Extrait du document:
>>>>>
Lors de la présentation orale des motifs de l’arrêt du Trybunał Konstytucyjny (Cour constitutionnelle), le juge rapporteur aurait indiqué que la mission juridictionnelle confiée par les États membres à la Cour prend fin lorsqu’une interprétation des traités cesse d’être intelligible et qu’elle devient objectivement arbitraire. Selon cette juridiction, tel était précisément le cas de l’ordonnance du 8 avril 2020, Commission/Pologne (C‑791/19 R, EU:C:2020:277). À cet égard, le juge rapporteur aurait précisé que le Trybunał Konstytucyjny (Cour constitutionnelle) a constaté que la Cour avait dépassé les limites de sa compétence car ni le traité sur l’Union européenne ni le traité sur le fonctionnement de l’Union européenne ne confèrent à l’Union une quelconque compétence dans l’organisation, l’établissement et le fonctionnement du pouvoir judiciaire d’un État membre, ce domaine demeurant de la compétence souveraine exclusive des États membres.
<<<<<
Consignes:
1/ Répondez aux questions suivantes d'après l'extrait sur l'arrêt du Trybunał Konstytucyjny.
(a) Selon le juge rapporteur, à quel moment la mission juridictionnelle confiée par les États membres à la Cour prend-elle fin ?
(b) Quelle ordonnance la juridiction donne-t-elle comme illustration précise de ce cas ?
(c) Dans quel domaine, d'après le juge rapporteur, aucun des deux traités ne confère-t-il de compétence à l'Union ?
2/ Poursuivez l'extrait sur l'arrêt du Trybunał Konstytucyjny en reprenant après sa dernière phrase.

Étiquettes de photos avec cadres
>>>>>
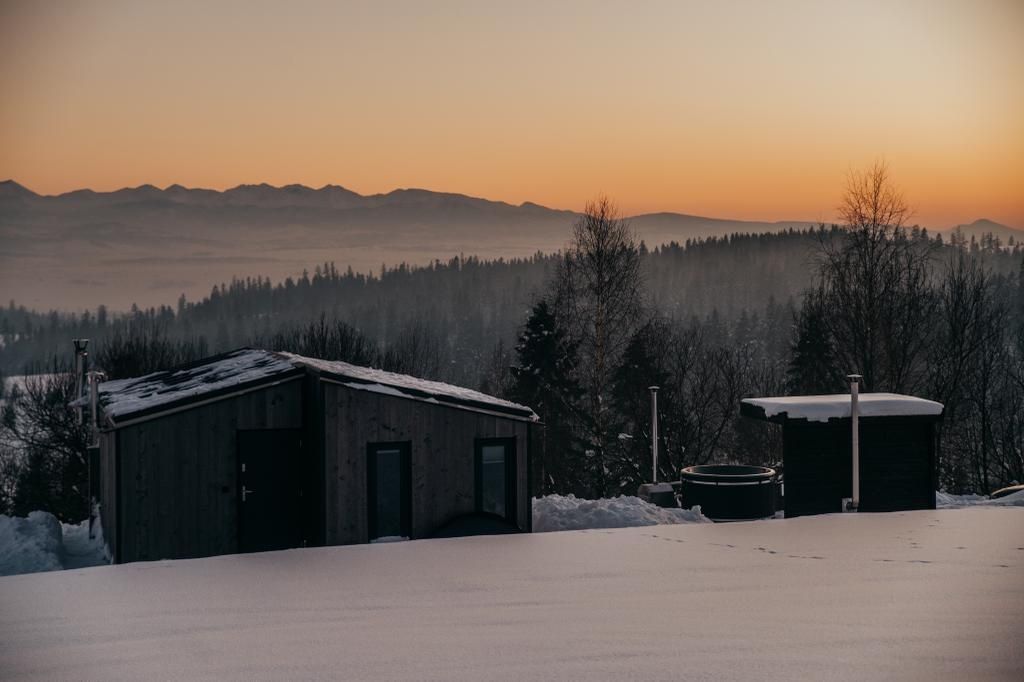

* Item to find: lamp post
[647,386,658,483]
[846,374,861,511]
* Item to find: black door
[238,429,302,552]
[367,441,412,541]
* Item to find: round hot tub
[681,464,776,520]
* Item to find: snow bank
[0,503,110,576]
[0,511,63,576]
[935,491,1024,509]
[60,512,111,568]
[534,495,711,532]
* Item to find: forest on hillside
[0,168,1024,519]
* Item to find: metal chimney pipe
[72,339,89,424]
[88,372,106,445]
[647,386,658,483]
[846,374,861,511]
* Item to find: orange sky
[0,0,1024,227]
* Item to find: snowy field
[0,506,1024,680]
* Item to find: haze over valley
[0,180,1011,310]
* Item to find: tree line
[0,166,1024,520]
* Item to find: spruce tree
[512,300,589,495]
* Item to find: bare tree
[554,197,644,494]
[818,163,936,391]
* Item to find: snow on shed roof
[99,348,302,423]
[741,393,942,422]
[99,348,538,424]
[280,352,539,421]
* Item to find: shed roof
[280,352,539,421]
[739,393,942,422]
[99,348,538,425]
[99,348,303,424]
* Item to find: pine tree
[785,295,843,395]
[512,300,589,495]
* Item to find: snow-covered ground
[0,511,110,576]
[534,495,711,532]
[935,491,1024,509]
[0,507,1024,681]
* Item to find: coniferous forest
[0,175,1024,518]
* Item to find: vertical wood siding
[113,380,302,561]
[323,382,530,545]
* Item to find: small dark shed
[98,349,539,562]
[739,393,942,517]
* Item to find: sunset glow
[0,0,1024,227]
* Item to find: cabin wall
[782,417,936,517]
[99,431,118,561]
[322,382,530,545]
[108,379,303,561]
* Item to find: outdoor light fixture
[843,374,862,511]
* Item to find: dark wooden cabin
[98,349,539,562]
[740,393,942,518]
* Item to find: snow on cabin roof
[99,348,302,422]
[280,352,539,421]
[99,348,538,424]
[742,393,942,422]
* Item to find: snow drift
[935,491,1024,509]
[534,495,711,532]
[0,511,110,576]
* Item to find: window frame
[473,436,518,523]
[366,440,413,542]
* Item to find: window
[476,438,516,520]
[367,441,412,541]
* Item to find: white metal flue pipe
[847,374,860,511]
[73,339,89,424]
[647,386,658,483]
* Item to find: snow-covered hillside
[0,507,1024,680]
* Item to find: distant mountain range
[949,218,1024,244]
[0,180,1024,309]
<<<<<
Réponses par consigne:
1/
(a) Elle prend fin lorsqu'une interprétation des traités cesse d'être intelligible et qu'elle devient objectivement arbitraire.
(b) L'ordonnance du 8 avril 2020, Commission/Pologne (C‑791/19 R, EU:C:2020:277).
(c) L'organisation, l'établissement et le fonctionnement du pouvoir judiciaire d'un État membre.

2/
15

Selon la République de Pologne, l’ordonnance du 14 juillet 2021 a été adoptée en violation du principe d’attribution, consacré à l’article 5 TUE, de telle sorte que l’arrêt du Trybunał Konstytucyjny (Cour constitutionnelle) trouve également à s’appliquer au regard de cette ordonnance.

Appréciation

16

Conformément à l’article 163 du règlement de procédure, à la demande d’une partie, une ordonnance de référé peut à tout moment être modifiée ou rapportée par suite d’un changement de circonstances. La notion de « changement de circonstances » vise notamment la survenance de tout élément d’ordre factuel ou juridique de nature à remettre en cause les appréciations du juge des référés quant aux conditions auxquelles l’octroi du sursis ou de la mesure provisoire est subordonné (ordonnance de la vice-présidente de la Cour du 20 septembre 2021, République Tchèque/Pologne, C-121/21 R, EU:C:2021:752, point 22).

17

Il convient dès lors d’examiner si l’arrêt du Trybunał Konstytucyjny (Cour constitutionnelle) constitue un « changement de circonstances », au sens de cet article.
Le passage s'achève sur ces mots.